- **Directions for this task**: Print the listing in its entirety and exactly, leaving out images.

* Start Data shown *

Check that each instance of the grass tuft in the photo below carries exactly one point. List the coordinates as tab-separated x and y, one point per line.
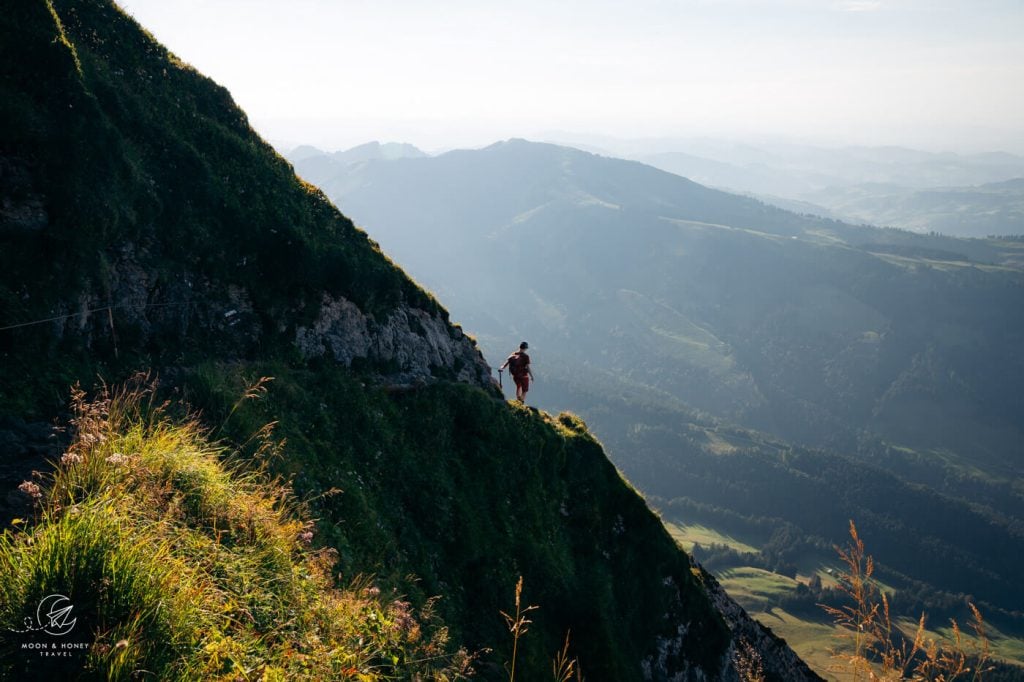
181	563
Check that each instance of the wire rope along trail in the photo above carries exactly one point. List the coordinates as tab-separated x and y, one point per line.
86	312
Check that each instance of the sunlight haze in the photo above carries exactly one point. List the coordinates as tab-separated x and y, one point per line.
934	75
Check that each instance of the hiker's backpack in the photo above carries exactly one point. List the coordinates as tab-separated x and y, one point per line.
517	364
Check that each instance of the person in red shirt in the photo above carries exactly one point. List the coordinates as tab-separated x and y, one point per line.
518	365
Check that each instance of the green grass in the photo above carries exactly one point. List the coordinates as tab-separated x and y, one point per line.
755	588
687	535
812	640
183	563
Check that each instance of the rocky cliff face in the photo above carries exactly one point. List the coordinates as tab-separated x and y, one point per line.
415	342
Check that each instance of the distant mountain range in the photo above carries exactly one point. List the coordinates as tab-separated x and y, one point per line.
145	229
957	195
685	324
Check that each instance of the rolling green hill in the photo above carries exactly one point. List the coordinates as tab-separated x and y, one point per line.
145	227
702	335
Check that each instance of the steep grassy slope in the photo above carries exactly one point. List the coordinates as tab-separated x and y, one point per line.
144	225
175	562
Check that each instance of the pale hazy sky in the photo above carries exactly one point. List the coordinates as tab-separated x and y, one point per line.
937	75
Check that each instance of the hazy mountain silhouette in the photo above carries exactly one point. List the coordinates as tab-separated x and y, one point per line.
647	296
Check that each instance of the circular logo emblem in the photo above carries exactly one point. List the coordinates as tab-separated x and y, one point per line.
53	614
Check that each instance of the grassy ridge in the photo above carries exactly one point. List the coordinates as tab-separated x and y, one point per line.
470	493
187	566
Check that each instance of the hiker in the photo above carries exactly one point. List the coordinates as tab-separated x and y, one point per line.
518	365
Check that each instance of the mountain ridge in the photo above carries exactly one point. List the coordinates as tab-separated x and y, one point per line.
854	348
152	228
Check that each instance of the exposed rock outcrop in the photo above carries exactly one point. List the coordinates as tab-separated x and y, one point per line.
769	652
419	343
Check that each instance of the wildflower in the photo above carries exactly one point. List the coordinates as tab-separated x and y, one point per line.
70	458
116	459
32	489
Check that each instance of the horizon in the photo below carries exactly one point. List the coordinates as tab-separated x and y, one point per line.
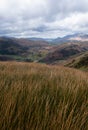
43	18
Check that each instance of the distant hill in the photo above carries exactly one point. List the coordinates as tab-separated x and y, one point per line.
64	51
80	62
22	49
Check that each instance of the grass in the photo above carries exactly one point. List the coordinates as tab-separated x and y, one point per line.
42	97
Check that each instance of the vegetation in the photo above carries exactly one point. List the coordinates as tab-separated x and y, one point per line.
42	97
79	62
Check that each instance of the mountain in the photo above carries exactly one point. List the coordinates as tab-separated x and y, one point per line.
75	37
64	51
80	61
22	49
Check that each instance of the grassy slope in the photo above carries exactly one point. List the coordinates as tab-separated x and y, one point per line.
80	62
41	97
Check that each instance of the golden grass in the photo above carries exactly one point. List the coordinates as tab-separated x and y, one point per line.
41	97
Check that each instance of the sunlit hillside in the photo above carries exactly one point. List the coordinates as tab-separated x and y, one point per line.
41	97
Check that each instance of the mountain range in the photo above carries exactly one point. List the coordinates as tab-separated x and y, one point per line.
49	51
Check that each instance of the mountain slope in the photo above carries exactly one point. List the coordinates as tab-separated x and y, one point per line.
64	51
80	62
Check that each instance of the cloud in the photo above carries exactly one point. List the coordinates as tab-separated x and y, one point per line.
43	18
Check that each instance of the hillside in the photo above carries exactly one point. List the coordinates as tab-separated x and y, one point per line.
80	62
22	49
41	97
65	51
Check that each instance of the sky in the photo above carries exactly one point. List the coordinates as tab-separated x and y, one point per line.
43	18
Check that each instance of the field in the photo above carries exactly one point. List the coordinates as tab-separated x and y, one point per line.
41	97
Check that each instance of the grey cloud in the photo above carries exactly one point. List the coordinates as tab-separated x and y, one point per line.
43	18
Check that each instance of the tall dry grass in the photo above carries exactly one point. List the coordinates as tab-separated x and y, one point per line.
41	97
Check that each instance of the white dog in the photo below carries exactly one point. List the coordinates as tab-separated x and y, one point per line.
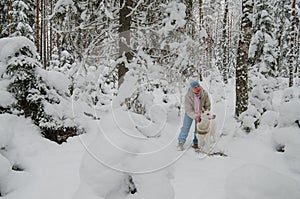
206	132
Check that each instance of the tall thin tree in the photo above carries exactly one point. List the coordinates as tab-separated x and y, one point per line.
242	58
124	35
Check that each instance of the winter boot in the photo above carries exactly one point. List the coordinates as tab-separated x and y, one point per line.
180	146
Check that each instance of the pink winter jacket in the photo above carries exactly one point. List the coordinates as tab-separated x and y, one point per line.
189	102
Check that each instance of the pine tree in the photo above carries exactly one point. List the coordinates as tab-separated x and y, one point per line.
4	17
19	25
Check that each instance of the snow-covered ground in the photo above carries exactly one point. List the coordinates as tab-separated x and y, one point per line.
123	150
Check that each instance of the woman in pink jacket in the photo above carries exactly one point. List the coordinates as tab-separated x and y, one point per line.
196	101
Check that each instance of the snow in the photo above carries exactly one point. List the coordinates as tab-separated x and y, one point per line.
10	46
98	164
267	184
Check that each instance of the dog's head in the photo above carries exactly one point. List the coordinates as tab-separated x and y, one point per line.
208	115
203	126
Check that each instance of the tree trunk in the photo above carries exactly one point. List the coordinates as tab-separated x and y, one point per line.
124	35
292	55
200	28
225	44
37	25
44	35
242	59
50	32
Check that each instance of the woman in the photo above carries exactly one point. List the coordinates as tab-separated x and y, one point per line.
196	101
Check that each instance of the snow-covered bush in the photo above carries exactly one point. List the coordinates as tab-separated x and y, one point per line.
33	96
289	111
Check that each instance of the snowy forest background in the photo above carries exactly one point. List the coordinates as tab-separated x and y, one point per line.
63	61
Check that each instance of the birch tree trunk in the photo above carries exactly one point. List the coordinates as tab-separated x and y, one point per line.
292	56
225	44
37	25
124	37
242	58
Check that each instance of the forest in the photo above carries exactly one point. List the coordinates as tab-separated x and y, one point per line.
65	64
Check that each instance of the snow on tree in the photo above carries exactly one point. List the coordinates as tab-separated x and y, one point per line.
20	23
263	42
36	92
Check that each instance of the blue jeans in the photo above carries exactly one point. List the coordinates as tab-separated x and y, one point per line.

* End Data shown *

- **Solved problem**:
Check that each instance of the grass tuft in the photo below carries exactly one point. List the coordinates as tab-separated x and y, one point per line.
181	563
Check that each instance of the wire rope along trail in the photo above carries exactly one point. List the coordinates as tab-separated x and y, one point per line.
86	312
Check that each instance of the sunlight haze in the photo above carries exactly one point. List the coordinates as tab-separated x and y, one point per line.
934	75
Check that each instance of the hiker's backpack in the photo above carries exactly one point. List the coordinates as tab-separated x and y, one point per line.
517	364
Check that each instance of the person in red shirt in the photo above carries exactly one point. List the coordinates as tab-separated x and y, one point per line.
518	365
Check that each instance of the green grass in the photo above carries exactly one point. List the coordinates as tab-separated x and y, one point per line.
755	588
687	535
812	640
183	563
Check that each instance of the rocky cliff face in the photo above carries exactly one point. List the coordinates as tab-separated x and y, one point per line.
415	342
Check that each instance of the distant mountain range in the photo above carries exactly one point. List the coordinates as tab-separated x and y, one point per line.
145	229
957	195
685	324
Check that each instance of the rolling green hill in the photo above carries exactly one point. List the coordinates as tab-separated x and y, one point per line.
145	227
702	335
Check that each instance of the steep grassy slope in the photo above carries exactly one point. List the coordinates as tab-separated x and y, one point per line.
144	225
175	562
Check that each instance of the pale hazy sky in the photo above carries exactly one point. List the coordinates as tab-separated x and y, one point per line.
937	75
Check that each instance of the hazy mountain silhouette in the photo above carries exactly one point. List the coordinates as tab-separated x and y, one point per line.
647	296
Check that each instance of the circular logo emblem in the photo above carries exactly one point. List the coordinates as tab-separated x and y, one point per line.
53	614
Check that each instance of the grassy ridge in the photo above carries exactly one point. List the coordinates as tab-separated x and y, one point per line.
470	493
187	566
Check that each instance of the hiker in the photo above carries exactly one point. List the coordinates as tab-separated x and y, one point per line.
518	365
Check that each instance of the mountain ridge in the photo above carries exactly one point. List the coordinates as tab-separated x and y, one point per line.
854	348
152	228
Check that each instance of the exposed rock outcrop in the photo above carries exactly one point. List the coordinates as tab-separated x and y, one point per line.
769	652
419	343
Check that each instance of the wildflower in the photo above carries exactly one point. List the coordinates as tab-separated x and y, one point per line.
70	458
116	459
32	489
Check that each instance of the horizon in the photo below carries exactly one point. List the coordinates as tab-separated x and y, one point per line.
43	18
Check that each instance of the distant hill in the photo above carries exactly one point. List the coordinates as tab-separated x and y, one point per line.
64	51
80	62
22	49
Check that each instance of the grass in the photo above carries exactly one point. List the coordinates as tab-separated x and y, one point per line.
42	97
Check that each instance of the vegetation in the photo above carries exactly one point. List the coordinates as tab-separated x and y, one point per line.
42	97
79	62
Check that each instance of the mountain in the photo above carries exactly one point. List the coordinates as tab-separated x and y, one point per line.
75	37
64	51
80	61
22	49
Check that each instance of the grassy slope in the photo above carries exactly one point. List the coordinates as tab-separated x and y, one point per line.
80	62
41	97
Check that each instance of the golden grass in the photo above carries exactly one point. List the coordinates as tab-separated x and y, one point per line.
41	97
Check that each instance of the sunlit hillside in the photo above carries exactly one point. List the coordinates as tab-separated x and y, one point per line.
41	97
Check that each instance of the mountain range in the photo above carries exactly one point. List the coordinates as tab-separated x and y, one point per line.
49	51
Check that each instance of the mountain slope in the photo above carries exactly one point. List the coordinates as tab-separated x and y, one point per line.
64	51
80	62
Check that each instance of the cloud in the photo above carries exactly one point. List the coordinates as tab-separated x and y, one point per line.
43	18
Check that each instance of the hillside in the photo above carries exactly one point. List the coordinates as tab-separated x and y, one point per line.
80	62
22	49
41	97
65	51
Check that each instance of the sky in the photo above carries exactly one point. List the coordinates as tab-separated x and y, one point per line.
43	18
Check that each instance of the field in the photo above carries exactly one point. List the coordinates as tab-separated x and y, one point per line.
41	97
Check that each instance of the grey cloud in the photo above carries exactly one point. List the coordinates as tab-separated x and y, one point per line.
43	18
Check that each instance of the tall dry grass in the photo above carries exactly one point. List the coordinates as tab-separated x and y, one point per line.
41	97
Check that each instance of the white dog in the photo below carries exactly one point. List the coordinates as tab-separated x and y, one point per line.
206	132
Check that each instance of the tall thin tree in the photo above carries exactly one point. List the coordinates as tab-separated x and y, one point per line.
242	58
124	35
Check that each instance of the winter boot in the photo above carries exactly one point. List the coordinates as tab-separated x and y, one point per line.
180	146
Check that each instance of the pink winter jacket in the photo above carries exactly one point. List the coordinates as tab-separated x and y, one point per line.
189	102
Check that each instance of the pine tree in the photo above carries exactly one point. List the coordinates as tab-separated x and y, one point per line.
4	17
19	25
Check that each instance of the snow-covered ground in the photo above carries exactly one point. List the coordinates as tab-separated x and y, one point per line.
123	150
Check that each instance of the woman in pink jacket in the photo above carries exactly one point. List the coordinates as tab-separated x and y, one point per line.
196	101
Check that each instance of the snow in the photo above carries exactly one point. List the coordinates as tab-separated x and y, one point per line.
10	46
98	164
267	184
Check that each instance of the dog's head in the photo above carries exactly one point. List the coordinates as tab-separated x and y, one point per line.
208	115
203	126
Check that each instance of the tree trunk in the photo above carries exactly one point. List the coordinates as tab-separated x and y, one point per line.
124	35
292	55
200	28
225	44
37	25
44	35
242	59
50	32
Check that each instance of the woman in the photo above carries exactly one point. List the coordinates as tab-separated x and y, one point per line.
196	101
Check that each instance of the snow-covered bush in the photo above carries exactly one point. List the coordinates as tab-separated x and y, one point per line.
33	96
289	111
Check that each instance of the snowy forest background in the photo above carries exactly one point. List the coordinates as tab-separated x and y, one point per line.
63	61
Check that each instance of the birch tree trunk in the photo above carries exactly one point. List the coordinates as tab-separated x and y, one point per line.
292	56
225	44
37	25
124	37
242	58
Check that each instance of the forest in the photo above carries exactly one point. List the coordinates as tab-separated x and y, one point per line.
65	64
Check that each instance of the snow on tree in the photo above carries exactly one point. List the coordinates as tab-separated x and y, one point per line.
20	23
263	42
36	92
Check that each instance of the blue jeans in the photo above carries exactly one point. List the coordinates as tab-separated x and y, one point per line.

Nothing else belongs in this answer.